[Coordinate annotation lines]
>> Begin

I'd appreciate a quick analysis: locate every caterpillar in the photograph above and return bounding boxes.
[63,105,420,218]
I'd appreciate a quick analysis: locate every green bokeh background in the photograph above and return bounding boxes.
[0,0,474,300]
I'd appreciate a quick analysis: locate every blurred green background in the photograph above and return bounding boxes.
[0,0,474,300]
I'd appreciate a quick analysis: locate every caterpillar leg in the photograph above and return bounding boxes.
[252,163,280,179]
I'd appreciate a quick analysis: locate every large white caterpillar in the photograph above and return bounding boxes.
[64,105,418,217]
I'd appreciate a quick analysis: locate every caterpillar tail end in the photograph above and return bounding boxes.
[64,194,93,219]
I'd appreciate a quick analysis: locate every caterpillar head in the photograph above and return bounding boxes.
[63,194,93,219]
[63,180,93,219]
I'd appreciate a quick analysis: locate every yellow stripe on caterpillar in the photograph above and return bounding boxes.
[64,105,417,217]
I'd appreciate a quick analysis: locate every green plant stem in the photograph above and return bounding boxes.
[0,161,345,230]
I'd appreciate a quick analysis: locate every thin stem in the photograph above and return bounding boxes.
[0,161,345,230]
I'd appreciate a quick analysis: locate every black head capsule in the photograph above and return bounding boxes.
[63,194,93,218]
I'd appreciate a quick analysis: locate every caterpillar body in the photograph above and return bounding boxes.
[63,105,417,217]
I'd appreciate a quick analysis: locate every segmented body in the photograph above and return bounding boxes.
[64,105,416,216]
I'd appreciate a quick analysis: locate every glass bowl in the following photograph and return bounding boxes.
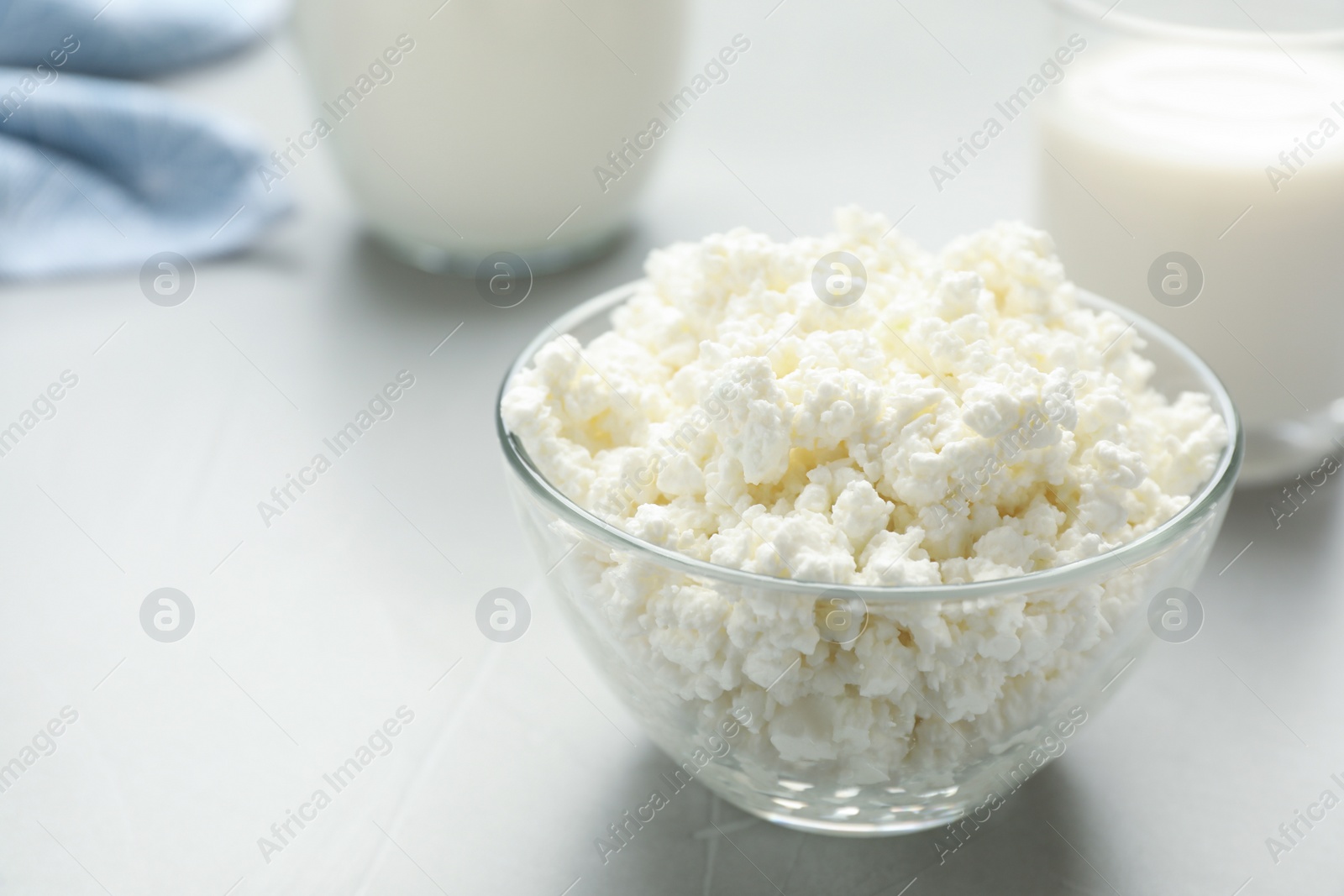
[496,284,1242,849]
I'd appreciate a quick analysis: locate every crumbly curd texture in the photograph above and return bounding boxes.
[502,207,1228,783]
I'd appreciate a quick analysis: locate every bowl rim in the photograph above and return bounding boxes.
[495,278,1245,603]
[1046,0,1344,45]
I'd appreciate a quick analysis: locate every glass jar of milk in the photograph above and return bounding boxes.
[285,0,685,274]
[1037,0,1344,484]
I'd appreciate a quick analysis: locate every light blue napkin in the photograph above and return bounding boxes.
[0,0,287,78]
[0,0,291,278]
[0,69,291,277]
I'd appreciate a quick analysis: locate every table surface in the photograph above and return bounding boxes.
[0,0,1344,896]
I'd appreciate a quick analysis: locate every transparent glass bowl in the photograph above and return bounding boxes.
[496,284,1242,846]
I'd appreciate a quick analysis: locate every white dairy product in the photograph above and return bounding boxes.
[298,0,685,267]
[1039,43,1344,479]
[501,208,1228,783]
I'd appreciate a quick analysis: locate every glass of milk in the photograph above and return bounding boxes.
[1032,0,1344,484]
[291,0,685,274]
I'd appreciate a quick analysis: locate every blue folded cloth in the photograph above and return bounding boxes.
[0,0,287,78]
[0,69,291,278]
[0,0,291,278]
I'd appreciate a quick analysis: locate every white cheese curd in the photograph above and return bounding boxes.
[501,207,1228,783]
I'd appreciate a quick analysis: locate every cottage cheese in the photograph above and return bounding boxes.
[502,208,1228,783]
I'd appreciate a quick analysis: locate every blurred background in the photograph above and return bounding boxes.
[0,0,1344,896]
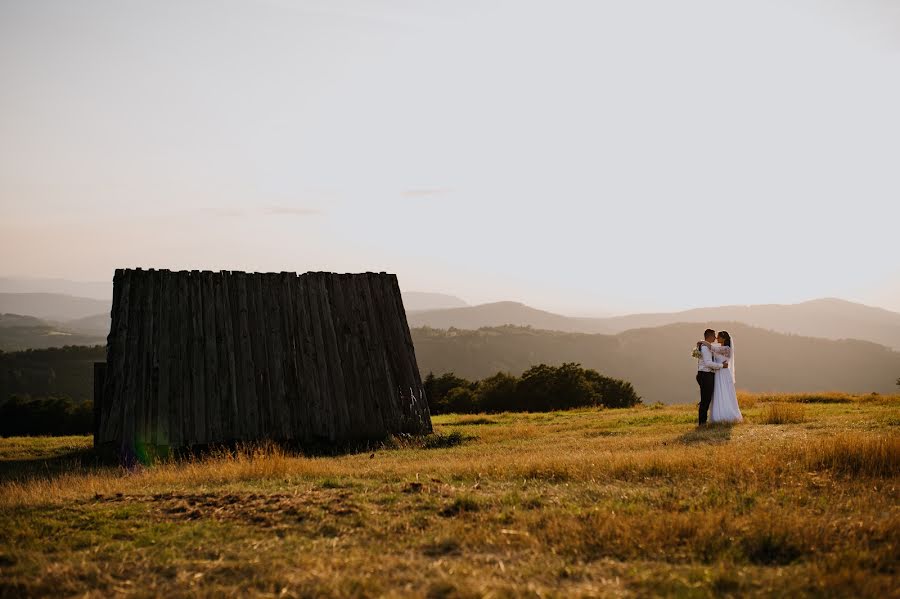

>> End

* [Stated exercise] Reproduce every one of the lines above word for word, leaving out the pictures.

* [The answer]
I'd appreciate a quick analysis: locate every caterpillar in the photograph above and return bounding boxes.
[63,105,420,218]
I'd appreciate a quick analysis: locate every green bokeh background in the photograph above and return bounding boxes.
[0,0,474,300]
I'd appreciate a quick analysis: locate every blurred green background in the photograph above and return bounding boxes.
[0,0,474,300]
I'd appreciate a quick analysis: locate every caterpillar leg in the photograph above and return bounding boxes.
[252,163,280,179]
I'd appreciate a quick analysis: locate every large white caterpillar in the photograph above and return bounding boxes.
[64,105,418,217]
I'd appreciate a quick analysis: locate every caterpillar tail end in the photograph above and return bounding boxes.
[64,194,93,219]
I'd appreciate a quick analysis: locate every caterpillar head in the photograph above and return bounding boxes.
[63,194,93,219]
[63,180,93,219]
I'd appreciate a quick analysis: locate every yellow stripe on caterpillar in the photograph above and return bounding boxes.
[64,105,417,217]
I'd appreciate a quick analysis: locate every green plant stem in the photograph above and return bounding boxes.
[0,161,345,230]
I'd appreciate a quick analysis: locate every thin stem in the photograph above and return bounding boxes.
[0,161,345,230]
I'd appreciate a quick analysis: locate every black head capsule in the photograph above and return bounding boxes.
[63,194,93,218]
I'd appreciate a quick analysis: locate every caterpillar body in the photograph above and return bounding boxes.
[63,105,417,217]
I'd appreciate a quick analysis: locate every segmented body in the photograph above and return bounding boxes.
[64,105,416,216]
I'd appreciate a quick analysis: locate every glass bowl in the following photograph and return bounding boxes.
[496,284,1242,849]
I'd appreciate a quick analysis: locate every crumbly curd texture in the photograph above and return bounding boxes.
[502,207,1228,783]
I'd appreciate a quick analysis: locate every bowl rim in the photograph above and return bounding boxes.
[495,278,1245,603]
[1046,0,1344,45]
I'd appreciate a quick analysis: locate every glass jar of milk in the photograph above and return bounding boxes.
[285,0,685,274]
[1037,0,1344,484]
I'd appreciate a quick analysis: locate every light blue napkin in the photograph above and return bounding boxes.
[0,0,287,78]
[0,0,291,278]
[0,69,291,277]
I'd appreciate a quick analysis: locate every table surface in the photograph above and return bounding boxes.
[0,0,1344,896]
I'd appreciate a quick analysis: locate every transparent glass bowl in the photograph above and return bounding boxes.
[496,284,1242,846]
I'd appreciate a quick analysis: locate every white dairy product in the photograph above and return bounding boxes.
[298,0,685,267]
[1039,43,1344,479]
[501,208,1228,783]
I'd appreciate a quick analysis: locate every glass of milk in the photograph above and return bounding boxes.
[1032,0,1344,484]
[291,0,685,274]
I'd appreciate a quick analysis: locate every blue folded cloth in the photograph above and return bounding boxes.
[0,0,287,78]
[0,69,291,278]
[0,0,291,278]
I'd appreciate a quick analysis: locate every white cheese curd in the photograph above and return bounding boxes.
[501,207,1228,783]
I'd appreciate a quick analysis: locate every cottage cheese in the photograph above and return bounding boxes.
[502,208,1228,783]
I'd appreciate a quick analysis: locate every blurred background in the photograph above and return bounding boxes.
[0,0,1344,896]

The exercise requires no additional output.